== PROBLEM STATEMENT ==
Reproduce each of the following lines verbatim, with no changes of any kind.

Excerpts from a pointing dataset:
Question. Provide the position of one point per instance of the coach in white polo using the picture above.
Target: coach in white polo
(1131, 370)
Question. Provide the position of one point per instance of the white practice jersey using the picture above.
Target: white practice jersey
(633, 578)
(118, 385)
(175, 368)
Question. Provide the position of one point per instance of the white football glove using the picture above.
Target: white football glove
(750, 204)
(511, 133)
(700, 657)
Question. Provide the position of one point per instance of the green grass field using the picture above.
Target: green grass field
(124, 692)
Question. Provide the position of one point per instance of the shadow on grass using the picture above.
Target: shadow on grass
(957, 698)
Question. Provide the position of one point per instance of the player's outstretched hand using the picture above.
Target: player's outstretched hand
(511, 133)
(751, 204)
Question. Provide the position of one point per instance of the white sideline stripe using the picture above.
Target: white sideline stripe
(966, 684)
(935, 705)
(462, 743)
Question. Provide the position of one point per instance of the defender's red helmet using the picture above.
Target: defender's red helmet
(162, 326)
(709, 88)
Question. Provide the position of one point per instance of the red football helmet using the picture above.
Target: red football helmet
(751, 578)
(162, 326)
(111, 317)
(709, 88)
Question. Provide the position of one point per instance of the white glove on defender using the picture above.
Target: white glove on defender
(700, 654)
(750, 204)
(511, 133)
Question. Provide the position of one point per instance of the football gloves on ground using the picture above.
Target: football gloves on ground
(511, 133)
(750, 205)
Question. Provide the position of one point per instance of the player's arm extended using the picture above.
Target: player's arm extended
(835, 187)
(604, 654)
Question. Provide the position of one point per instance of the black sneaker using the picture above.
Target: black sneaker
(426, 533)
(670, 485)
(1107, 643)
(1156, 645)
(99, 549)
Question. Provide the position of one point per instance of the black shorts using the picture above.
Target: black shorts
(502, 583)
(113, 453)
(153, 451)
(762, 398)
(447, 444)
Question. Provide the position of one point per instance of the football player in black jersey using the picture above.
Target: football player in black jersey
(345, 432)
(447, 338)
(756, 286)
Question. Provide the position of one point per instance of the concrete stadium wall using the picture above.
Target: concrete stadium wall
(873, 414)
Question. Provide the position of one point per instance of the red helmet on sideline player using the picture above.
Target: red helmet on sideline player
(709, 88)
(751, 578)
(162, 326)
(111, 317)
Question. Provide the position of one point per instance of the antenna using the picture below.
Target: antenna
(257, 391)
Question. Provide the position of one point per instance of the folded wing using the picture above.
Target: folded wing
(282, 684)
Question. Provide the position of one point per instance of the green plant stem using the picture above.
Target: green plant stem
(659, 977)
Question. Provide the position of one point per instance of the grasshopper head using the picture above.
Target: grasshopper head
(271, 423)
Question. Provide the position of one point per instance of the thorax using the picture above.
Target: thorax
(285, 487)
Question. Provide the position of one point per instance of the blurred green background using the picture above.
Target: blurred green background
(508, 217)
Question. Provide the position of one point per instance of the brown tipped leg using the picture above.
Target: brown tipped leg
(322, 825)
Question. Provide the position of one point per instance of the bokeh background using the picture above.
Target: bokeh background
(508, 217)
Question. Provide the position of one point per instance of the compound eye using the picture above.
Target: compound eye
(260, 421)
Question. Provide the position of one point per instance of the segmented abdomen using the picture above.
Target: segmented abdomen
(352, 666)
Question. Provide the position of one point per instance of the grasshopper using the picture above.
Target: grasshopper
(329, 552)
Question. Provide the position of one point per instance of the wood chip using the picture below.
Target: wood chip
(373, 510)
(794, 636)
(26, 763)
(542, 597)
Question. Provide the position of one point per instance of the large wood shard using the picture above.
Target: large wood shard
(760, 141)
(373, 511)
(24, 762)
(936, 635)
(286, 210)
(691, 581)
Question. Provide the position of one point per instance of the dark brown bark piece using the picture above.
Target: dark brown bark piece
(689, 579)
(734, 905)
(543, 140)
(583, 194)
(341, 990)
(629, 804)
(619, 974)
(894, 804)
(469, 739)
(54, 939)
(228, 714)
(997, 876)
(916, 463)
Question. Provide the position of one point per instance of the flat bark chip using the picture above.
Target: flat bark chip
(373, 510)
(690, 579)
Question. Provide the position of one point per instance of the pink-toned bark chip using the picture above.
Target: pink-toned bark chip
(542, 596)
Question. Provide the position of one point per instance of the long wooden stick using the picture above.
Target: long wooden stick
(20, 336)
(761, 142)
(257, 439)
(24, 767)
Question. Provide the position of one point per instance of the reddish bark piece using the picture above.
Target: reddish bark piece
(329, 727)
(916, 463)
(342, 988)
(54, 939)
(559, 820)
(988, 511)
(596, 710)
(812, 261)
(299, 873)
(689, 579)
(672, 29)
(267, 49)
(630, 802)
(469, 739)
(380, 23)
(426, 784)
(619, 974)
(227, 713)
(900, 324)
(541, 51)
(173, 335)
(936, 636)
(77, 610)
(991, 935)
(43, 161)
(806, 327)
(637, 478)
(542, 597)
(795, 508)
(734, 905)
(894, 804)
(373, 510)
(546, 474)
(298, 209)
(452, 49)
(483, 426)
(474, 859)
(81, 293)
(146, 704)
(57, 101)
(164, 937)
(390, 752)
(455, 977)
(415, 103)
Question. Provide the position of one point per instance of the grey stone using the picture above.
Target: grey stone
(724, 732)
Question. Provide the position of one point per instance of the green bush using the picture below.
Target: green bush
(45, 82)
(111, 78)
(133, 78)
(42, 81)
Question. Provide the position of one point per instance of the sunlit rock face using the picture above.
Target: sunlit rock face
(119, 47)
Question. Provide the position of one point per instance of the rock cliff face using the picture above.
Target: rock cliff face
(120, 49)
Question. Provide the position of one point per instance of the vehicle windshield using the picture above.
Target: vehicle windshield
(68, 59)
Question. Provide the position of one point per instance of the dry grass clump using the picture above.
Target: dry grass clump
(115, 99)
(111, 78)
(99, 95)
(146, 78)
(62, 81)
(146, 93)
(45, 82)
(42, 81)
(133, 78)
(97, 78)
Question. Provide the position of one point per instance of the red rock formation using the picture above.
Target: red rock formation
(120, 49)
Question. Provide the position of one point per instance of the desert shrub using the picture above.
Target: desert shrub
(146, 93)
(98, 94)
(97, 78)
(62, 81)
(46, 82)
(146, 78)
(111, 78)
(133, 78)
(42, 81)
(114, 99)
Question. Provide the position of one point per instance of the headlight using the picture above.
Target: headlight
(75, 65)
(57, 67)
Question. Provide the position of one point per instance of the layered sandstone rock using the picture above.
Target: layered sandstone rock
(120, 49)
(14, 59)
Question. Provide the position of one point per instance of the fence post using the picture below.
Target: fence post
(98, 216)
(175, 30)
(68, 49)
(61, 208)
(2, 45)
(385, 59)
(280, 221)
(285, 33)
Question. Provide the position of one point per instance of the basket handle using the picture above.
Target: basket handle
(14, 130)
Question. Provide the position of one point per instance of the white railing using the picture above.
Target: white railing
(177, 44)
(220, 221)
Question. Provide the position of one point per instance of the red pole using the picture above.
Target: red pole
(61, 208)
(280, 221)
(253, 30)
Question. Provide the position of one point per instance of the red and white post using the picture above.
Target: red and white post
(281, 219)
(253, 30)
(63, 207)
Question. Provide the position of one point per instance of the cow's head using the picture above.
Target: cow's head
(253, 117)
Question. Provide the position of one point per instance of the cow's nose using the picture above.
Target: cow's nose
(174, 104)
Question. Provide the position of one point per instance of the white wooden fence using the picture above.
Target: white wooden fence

== IN RESPONSE ==
Question. Provide the position of one point per instance of the coach in white polo using the picture above.
Target: coach in white polo
(1131, 370)
Question. Provide the position of one point per instance of the white practice jersey using the picture above.
Target: white practice jersey
(633, 578)
(118, 385)
(175, 368)
Question. Provide the position of one point per instance of the white football glove using the picture above.
Target: white football glove
(750, 204)
(511, 133)
(700, 657)
Question. Provide the position of one point per instance of the green grass field using the picture above.
Target: green grass field
(124, 692)
Question. Provide the position of one point per instance of the shadow on grass using the picture above.
Target: shadow on grass
(957, 698)
Question. Provide the position of one point per instance of the player's outstretched hand using the picture above.
Target: player's outstretched hand
(511, 133)
(751, 204)
Question. Provide the position of one point per instance of the white sideline stripe using the picture above.
Target: white sideline stripe
(966, 684)
(935, 705)
(462, 743)
Question. Provide the position of one point per instance of the defender's red helmet using the picture above.
Target: defender's red helmet
(162, 326)
(709, 88)
Question. Provide the position of one point per instance of the red football helmet using the picture above.
Target: red football helmet
(751, 578)
(162, 326)
(111, 317)
(709, 88)
Question. Provide the position of one point per instance of the white glove on defender using the picture above.
Target: white glove on defender
(700, 654)
(750, 204)
(511, 133)
Question. Provide the position of one point per instance of the football gloves on ground using the picture above.
Target: football gloves on ground
(511, 133)
(750, 205)
Question. Provide the position of one point per instance of the player's arm extended using the picture above.
Target: player's arm extended
(835, 187)
(604, 654)
Question. Provide the position of one point per instance of the black sneaker using the picture above.
Target: black sneaker
(426, 533)
(670, 485)
(1107, 643)
(1156, 645)
(99, 549)
Question. Provide the position of one point per instance of the black shorts using the picture above.
Target: black shorts
(502, 583)
(113, 453)
(153, 451)
(762, 398)
(447, 444)
Question. Provide the position of one point per instance of the football player in black jersey using the picture above.
Target: football player in black jersey
(345, 432)
(447, 338)
(756, 286)
Question. Provide the position of one point per instance of the concrete stadium wall using the picture above.
Target: concrete stadium wall
(873, 414)
Question. Provide the position of one point per instance of the red helmet on sideline player using the picture above.
Target: red helmet on sideline player
(709, 88)
(751, 578)
(162, 326)
(111, 317)
Question. Provide the position of one point per instance of the antenna using the picture below.
Target: antenna
(257, 391)
Question. Provide the position of one point per instance of the folded wing using the picture above.
Target: folded wing
(282, 684)
Question. Provide the position of one point per instance of the green plant stem using the picture above.
Target: green plant stem
(659, 977)
Question. Provide the position of one point per instance of the grasshopper head using the picture above.
Target: grasshopper head
(271, 423)
Question. Provide the position of one point per instance of the thorax using the picture above.
Target: thorax
(285, 487)
Question. Provide the position of one point per instance of the blurred green background using the picture above.
Target: blurred green background
(508, 217)
Question. Provide the position of one point per instance of the brown tipped leg using the picture above.
Target: brown tipped leg
(322, 825)
Question. Provide the position of one point per instance of the bokeh background using the picture above.
Target: bokeh background
(508, 217)
Question. Provide the position of one point per instance of the compound eye using the picture above.
Target: compound eye
(260, 421)
Question. Provide the position of one point per instance of the segmented abdomen using the picture above.
Target: segmented abdomen
(352, 666)
Question. Provide the position of one point per instance of the grasshopper using the picture above.
Target: grasshopper
(329, 552)
Question. Provide the position of one point per instance of the wood chip using the picture below.
Target: wood chip
(373, 510)
(794, 636)
(26, 763)
(542, 597)
Question. Provide the position of one point per instance of the large wood shard using the picture above.
Target: large wood shard
(760, 141)
(373, 511)
(24, 762)
(936, 635)
(286, 210)
(691, 581)
Question. Provide the position of one point per instance of the dark brown bark piece using the picture above.
Target: dark brown bark piece
(689, 579)
(734, 905)
(543, 140)
(583, 194)
(341, 990)
(629, 804)
(619, 974)
(894, 804)
(469, 739)
(54, 939)
(228, 714)
(997, 876)
(916, 463)
Question. Provide the position of one point per instance of the flat bark chip using the picture above.
Target: flat bark chip
(373, 510)
(690, 579)
Question. Provide the position of one point per instance of the pink-toned bark chip using the picture above.
Target: pink-toned bark chip
(542, 596)
Question. Provide the position of one point per instance of the long wooden stick using the picture above.
Target: long wooden stick
(20, 336)
(761, 142)
(257, 439)
(24, 767)
Question. Provide the position of one point per instance of the reddish bark piece using the picture above.
Target: reddish bark piece
(329, 727)
(916, 463)
(342, 988)
(54, 939)
(559, 820)
(988, 511)
(596, 710)
(812, 261)
(299, 873)
(689, 579)
(672, 29)
(267, 49)
(630, 802)
(469, 739)
(380, 23)
(426, 784)
(619, 974)
(227, 713)
(900, 324)
(541, 51)
(173, 335)
(936, 636)
(77, 610)
(991, 935)
(43, 161)
(806, 327)
(637, 478)
(542, 597)
(795, 508)
(734, 905)
(894, 804)
(373, 510)
(546, 474)
(298, 209)
(452, 49)
(483, 426)
(474, 859)
(81, 293)
(146, 704)
(57, 101)
(164, 937)
(390, 752)
(455, 977)
(415, 103)
Question. Provide the position of one point per instance of the grey stone using the picture above.
Target: grey stone
(724, 732)
Question. Provide the position of one point per instance of the green bush using the picture below.
Target: green bush
(45, 82)
(111, 78)
(133, 78)
(42, 81)
Question. Provide the position of one point per instance of the sunlit rock face using the picture above.
Target: sunlit rock face
(119, 47)
Question. Provide the position of one point per instance of the rock cliff face using the picture above.
Target: rock cliff face
(120, 49)
Question. Provide the position of one point per instance of the vehicle windshield using the picture above.
Target: vehicle windshield
(68, 59)
Question. Provide the position of one point per instance of the dry grass clump using the picture above.
Target: dry grass clump
(115, 99)
(111, 78)
(99, 95)
(146, 78)
(62, 81)
(146, 93)
(45, 82)
(42, 81)
(133, 78)
(97, 78)
Question. Provide the position of one point per instance of the red rock formation using the picture above.
Target: red rock formation
(120, 49)
Question. Provide the position of one point per instance of the desert shrub using the picture above.
Target: desert shrub
(146, 93)
(98, 94)
(97, 78)
(62, 81)
(46, 82)
(146, 78)
(111, 78)
(133, 78)
(42, 81)
(114, 99)
Question. Provide the position of one point per instance of the headlight using the picture above.
Target: headlight
(75, 65)
(57, 67)
Question. Provide the position of one point per instance of the layered sandstone rock using the picture above.
Target: layered sandstone rock
(120, 49)
(14, 59)
Question. Provide the position of one point per instance of the fence post using the picture below.
Target: fence post
(98, 216)
(175, 30)
(68, 49)
(61, 208)
(2, 45)
(385, 59)
(280, 221)
(285, 33)
Question. Provide the position of one point per instance of the basket handle using the picture above.
Target: basket handle
(14, 130)
Question. Provide the position of one point per instance of the white railing using the picture above.
Target: white railing
(177, 44)
(220, 221)
Question. Provide the position of one point per instance of the red pole using the picture above.
Target: red pole
(61, 208)
(280, 221)
(253, 30)
Question. Provide the position of one point per instance of the red and white post using the picture above.
Target: red and white post
(281, 219)
(253, 30)
(63, 207)
Question. Provide the position of one point per instance of the cow's head using the picture above.
Target: cow's head
(253, 117)
Question. Provide the position of one point per instance of the cow's nose using the picture above.
Target: cow's nose
(174, 104)
Question. Provide the position of one point per instance of the white wooden fence using the picture above.
Target: white wooden fence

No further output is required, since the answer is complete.